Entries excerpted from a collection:

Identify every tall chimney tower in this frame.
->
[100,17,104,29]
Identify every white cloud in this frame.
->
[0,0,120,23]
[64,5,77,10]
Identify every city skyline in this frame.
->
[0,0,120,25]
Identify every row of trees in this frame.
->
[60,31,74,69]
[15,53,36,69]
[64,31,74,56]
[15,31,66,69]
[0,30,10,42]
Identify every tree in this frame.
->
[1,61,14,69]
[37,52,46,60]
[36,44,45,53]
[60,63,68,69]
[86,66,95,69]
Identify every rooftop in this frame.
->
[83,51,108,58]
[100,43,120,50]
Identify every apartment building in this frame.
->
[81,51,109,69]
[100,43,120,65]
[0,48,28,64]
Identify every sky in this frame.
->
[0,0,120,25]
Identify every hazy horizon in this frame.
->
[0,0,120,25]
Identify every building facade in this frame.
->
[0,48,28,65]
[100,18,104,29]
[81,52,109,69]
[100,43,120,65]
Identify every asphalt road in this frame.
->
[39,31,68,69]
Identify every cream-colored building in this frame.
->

Instruction: Reproduce all of the entries above word for word, keeping every line unchanged.

Task answer:
Identify every tall chimney tower in this frame.
->
[100,17,104,29]
Identify every white cloud in this frame.
->
[0,0,120,23]
[64,5,77,10]
Identify every city skyline in this frame.
->
[0,0,120,25]
Identify every row of trees in this frame.
->
[60,31,74,69]
[15,53,36,69]
[64,31,74,56]
[15,31,66,69]
[0,30,10,42]
Identify every tree in this frame.
->
[1,61,14,69]
[37,52,46,60]
[36,44,45,53]
[60,63,68,69]
[86,66,95,69]
Identify every rooftop in this frame.
->
[83,51,108,58]
[100,43,120,50]
Identify every apartment building in this frame.
->
[81,51,109,69]
[100,43,120,65]
[0,48,28,64]
Identify every sky in this frame.
->
[0,0,120,25]
Identify every hazy horizon in this frame.
->
[0,0,120,25]
Identify every building facade in this frame.
->
[0,48,28,65]
[100,18,104,29]
[81,52,109,69]
[100,43,120,65]
Identify every asphalt road in this frame.
->
[39,31,68,69]
Identify every cream-colored building in this frame.
->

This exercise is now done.